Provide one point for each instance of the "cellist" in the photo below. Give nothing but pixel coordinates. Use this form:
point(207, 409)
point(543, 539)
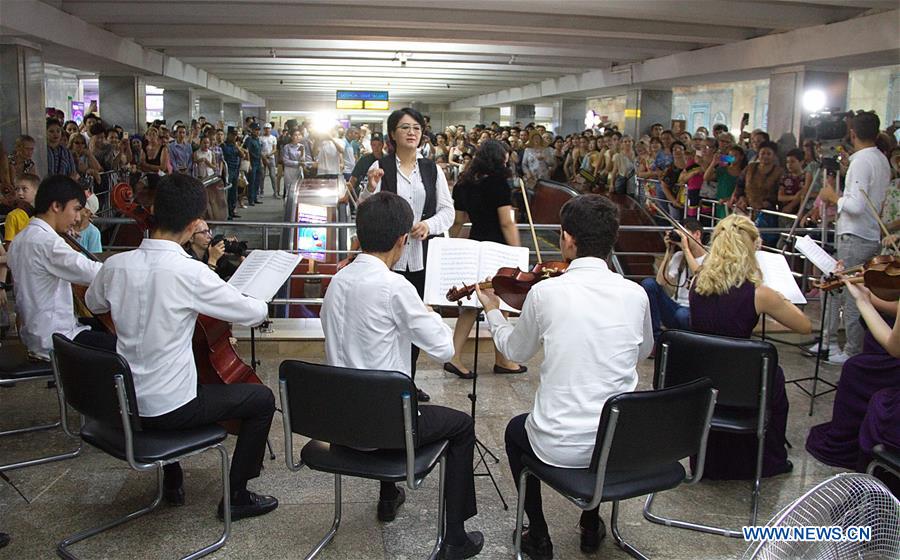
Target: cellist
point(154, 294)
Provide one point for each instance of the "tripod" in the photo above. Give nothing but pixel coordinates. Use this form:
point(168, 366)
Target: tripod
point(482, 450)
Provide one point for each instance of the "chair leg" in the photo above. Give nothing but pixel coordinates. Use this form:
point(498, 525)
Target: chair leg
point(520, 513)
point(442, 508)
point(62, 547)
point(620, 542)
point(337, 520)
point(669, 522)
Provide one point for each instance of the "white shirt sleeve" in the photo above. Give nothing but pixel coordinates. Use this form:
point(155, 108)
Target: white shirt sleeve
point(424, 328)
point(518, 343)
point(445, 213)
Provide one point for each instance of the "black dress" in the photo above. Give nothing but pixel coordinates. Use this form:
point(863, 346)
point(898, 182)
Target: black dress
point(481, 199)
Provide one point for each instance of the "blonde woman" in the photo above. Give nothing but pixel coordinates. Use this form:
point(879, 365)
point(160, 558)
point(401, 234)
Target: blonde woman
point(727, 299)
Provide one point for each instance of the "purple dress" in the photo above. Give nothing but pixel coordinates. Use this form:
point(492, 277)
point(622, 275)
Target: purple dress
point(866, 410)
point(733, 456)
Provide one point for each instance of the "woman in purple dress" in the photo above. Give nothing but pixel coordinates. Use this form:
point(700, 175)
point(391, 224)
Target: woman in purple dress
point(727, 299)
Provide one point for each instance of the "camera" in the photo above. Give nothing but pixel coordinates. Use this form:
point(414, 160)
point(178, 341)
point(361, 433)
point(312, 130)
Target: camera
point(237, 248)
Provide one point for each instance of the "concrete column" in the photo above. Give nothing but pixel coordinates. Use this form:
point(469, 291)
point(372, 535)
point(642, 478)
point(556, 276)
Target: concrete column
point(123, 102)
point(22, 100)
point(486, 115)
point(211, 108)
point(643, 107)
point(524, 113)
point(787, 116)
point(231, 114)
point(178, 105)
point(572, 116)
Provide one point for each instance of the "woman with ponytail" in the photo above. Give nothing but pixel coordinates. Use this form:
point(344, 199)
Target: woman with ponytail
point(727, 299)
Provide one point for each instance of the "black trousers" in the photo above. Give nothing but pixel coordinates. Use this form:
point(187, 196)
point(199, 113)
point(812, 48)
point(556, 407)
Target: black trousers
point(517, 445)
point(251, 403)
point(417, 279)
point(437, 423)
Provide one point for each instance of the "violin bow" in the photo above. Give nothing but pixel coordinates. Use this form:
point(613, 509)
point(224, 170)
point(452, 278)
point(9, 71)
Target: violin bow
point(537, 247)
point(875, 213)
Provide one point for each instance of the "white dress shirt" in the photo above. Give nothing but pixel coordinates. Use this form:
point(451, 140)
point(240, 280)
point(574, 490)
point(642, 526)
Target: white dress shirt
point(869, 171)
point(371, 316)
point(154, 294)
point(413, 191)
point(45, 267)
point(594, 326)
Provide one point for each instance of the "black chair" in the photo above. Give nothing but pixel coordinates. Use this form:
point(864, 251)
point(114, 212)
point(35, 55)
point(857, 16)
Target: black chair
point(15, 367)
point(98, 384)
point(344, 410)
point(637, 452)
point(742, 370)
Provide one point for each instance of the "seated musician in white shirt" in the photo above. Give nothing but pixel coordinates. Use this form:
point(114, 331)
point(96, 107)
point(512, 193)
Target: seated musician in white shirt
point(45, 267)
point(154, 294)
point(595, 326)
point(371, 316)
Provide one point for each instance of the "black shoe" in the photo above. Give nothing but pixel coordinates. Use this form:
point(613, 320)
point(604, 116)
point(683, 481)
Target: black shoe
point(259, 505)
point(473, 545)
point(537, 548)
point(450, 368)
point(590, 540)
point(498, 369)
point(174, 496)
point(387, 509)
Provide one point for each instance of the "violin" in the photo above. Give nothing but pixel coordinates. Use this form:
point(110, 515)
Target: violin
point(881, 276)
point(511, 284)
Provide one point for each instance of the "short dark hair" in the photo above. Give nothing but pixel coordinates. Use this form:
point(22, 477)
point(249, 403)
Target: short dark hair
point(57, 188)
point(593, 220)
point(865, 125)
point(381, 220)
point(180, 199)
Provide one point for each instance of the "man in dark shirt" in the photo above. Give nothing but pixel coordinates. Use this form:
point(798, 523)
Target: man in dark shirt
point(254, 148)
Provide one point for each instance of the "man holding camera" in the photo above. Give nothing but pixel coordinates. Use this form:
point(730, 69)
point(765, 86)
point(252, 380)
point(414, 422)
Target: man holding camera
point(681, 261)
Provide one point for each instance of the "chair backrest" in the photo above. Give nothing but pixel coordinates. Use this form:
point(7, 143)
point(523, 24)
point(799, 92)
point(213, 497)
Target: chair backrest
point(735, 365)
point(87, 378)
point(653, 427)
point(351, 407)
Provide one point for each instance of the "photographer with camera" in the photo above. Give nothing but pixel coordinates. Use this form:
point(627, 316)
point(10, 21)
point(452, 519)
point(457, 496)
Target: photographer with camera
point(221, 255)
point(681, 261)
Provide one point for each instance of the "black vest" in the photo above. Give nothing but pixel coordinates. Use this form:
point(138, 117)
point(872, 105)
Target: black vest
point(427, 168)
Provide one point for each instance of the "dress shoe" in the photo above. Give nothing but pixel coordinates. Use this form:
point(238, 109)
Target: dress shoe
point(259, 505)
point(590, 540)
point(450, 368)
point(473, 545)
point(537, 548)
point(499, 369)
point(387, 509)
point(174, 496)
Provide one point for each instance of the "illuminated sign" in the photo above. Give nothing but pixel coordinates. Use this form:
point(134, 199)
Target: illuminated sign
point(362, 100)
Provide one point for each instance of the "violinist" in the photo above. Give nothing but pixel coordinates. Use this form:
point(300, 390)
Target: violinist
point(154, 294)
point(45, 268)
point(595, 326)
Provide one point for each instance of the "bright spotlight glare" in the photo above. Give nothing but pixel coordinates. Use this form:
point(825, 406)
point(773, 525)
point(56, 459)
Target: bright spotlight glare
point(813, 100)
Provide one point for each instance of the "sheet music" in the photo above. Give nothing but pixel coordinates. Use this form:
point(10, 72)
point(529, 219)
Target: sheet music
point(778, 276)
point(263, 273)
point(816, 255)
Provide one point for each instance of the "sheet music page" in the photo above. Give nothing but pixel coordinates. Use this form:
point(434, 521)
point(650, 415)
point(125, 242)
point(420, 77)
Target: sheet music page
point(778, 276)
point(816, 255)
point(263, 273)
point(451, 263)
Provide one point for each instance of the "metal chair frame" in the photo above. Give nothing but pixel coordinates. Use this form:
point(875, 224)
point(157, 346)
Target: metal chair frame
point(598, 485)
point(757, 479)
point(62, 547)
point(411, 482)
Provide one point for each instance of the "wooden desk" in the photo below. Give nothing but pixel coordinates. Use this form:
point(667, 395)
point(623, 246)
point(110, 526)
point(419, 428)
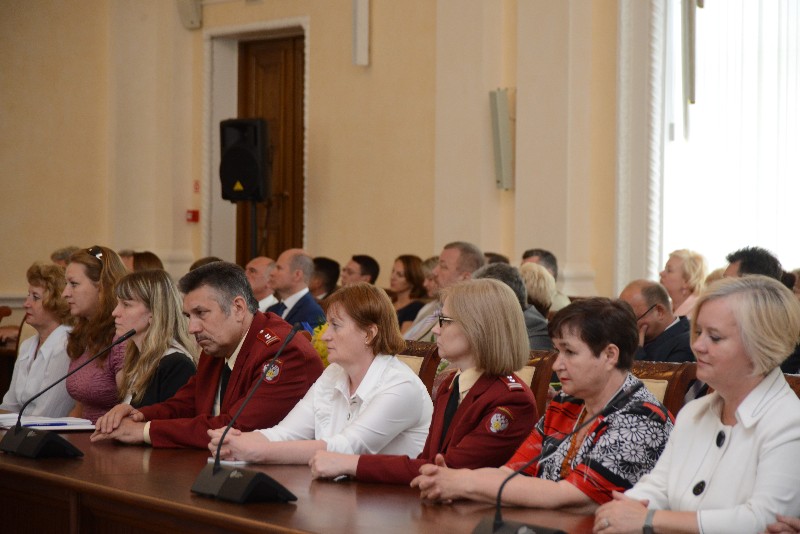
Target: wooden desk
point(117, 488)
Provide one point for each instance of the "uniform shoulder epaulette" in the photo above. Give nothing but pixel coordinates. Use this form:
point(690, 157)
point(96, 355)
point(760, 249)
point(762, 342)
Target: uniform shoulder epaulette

### [Work instructions]
Report every line of the material above in which "below" appears.

### [Answer space]
Provide one point for each instance of the "cellist" in the photo below. Give nothing but pixel coordinates. Use this form:
Provide one point for each instance of the "wooden desk" in the photo below. Give nothing but pixel coordinates. Use this form:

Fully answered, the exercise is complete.